_Extract to read_:
“Most illegals are in the hospitality industry” Controls on illegal employees begin

POSTED: 01/20/13 7:52 PM

St. Maarten – The mobile unit of the Immigration and Naturalization service IND will step up controls at companies in the search for employees without work permits. Per violation of the law, employers may expect a 5,000 guilders fine.

During a brief press conference at the IND-building on Illidge road, the head of the mobile unit, Geronimo Juliet said that the controls will be conducted together with the labor department and the department of public health and social affairs.
Health inspector Earl Best said that the controls are about enforcing legislation that applies to the employment of foreign workers. “We will check the documents at employers for employees, especially those for whom permits are needed,” he said.

Labor inspector Andrew Budike said that the controls will send the message to employers that they need to have the work permits for foreign employees in place.
“We will also be looking for child labor and labor by youth,” he added. “The period of warnings is now over and we will start to issue fines to those who violate the law.”
Juliet confirmed that employers who fail to pay the fine run the risk of being prosecuted.
Project coordinator Albert Thomas said that the control teams will take no chances. “We want to make sure that workers have their papers. They should carry them with them, just like their driver’s license.”
“Most employers have illegal workers,” Budike said. “They have to wait off-island until their papers are in order.”

Asked about the level of cooperation he expects from companies, Budike said that some employers are “reluctant to cooperate,” adding that in that case employers will have to be advised about how to comply.

_What is required_: Copy out the full news report on St. Maarten's controls on illegal employees word for word, from its headline through its final sentence. The lines after this point are separate material, unrelated to the news report.

_Material provided_:
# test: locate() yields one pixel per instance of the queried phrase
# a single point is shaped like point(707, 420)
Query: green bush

_Answer section_:
“Most illegals are in the hospitality industry” Controls on illegal employees begin

POSTED: 01/20/13 7:52 PM

St. Maarten – The mobile unit of the Immigration and Naturalization service IND will step up controls at companies in the search for employees without work permits. Per violation of the law, employers may expect a 5,000 guilders fine.

During a brief press conference at the IND-building on Illidge road, the head of the mobile unit, Geronimo Juliet said that the controls will be conducted together with the labor department and the department of public health and social affairs.
Health inspector Earl Best said that the controls are about enforcing legislation that applies to the employment of foreign workers. “We will check the documents at employers for employees, especially those for whom permits are needed,” he said.

Labor inspector Andrew Budike said that the controls will send the message to employers that they need to have the work permits for foreign employees in place.
“We will also be looking for child labor and labor by youth,” he added. “The period of warnings is now over and we will start to issue fines to those who violate the law.”
Juliet confirmed that employers who fail to pay the fine run the risk of being prosecuted.
Project coordinator Albert Thomas said that the control teams will take no chances. “We want to make sure that workers have their papers. They should carry them with them, just like their driver’s license.”
“Most employers have illegal workers,” Budike said. “They have to wait off-island until their papers are in order.”

Asked about the level of cooperation he expects from companies, Budike said that some employers are “reluctant to cooperate,” adding that in that case employers will have to be advised about how to comply.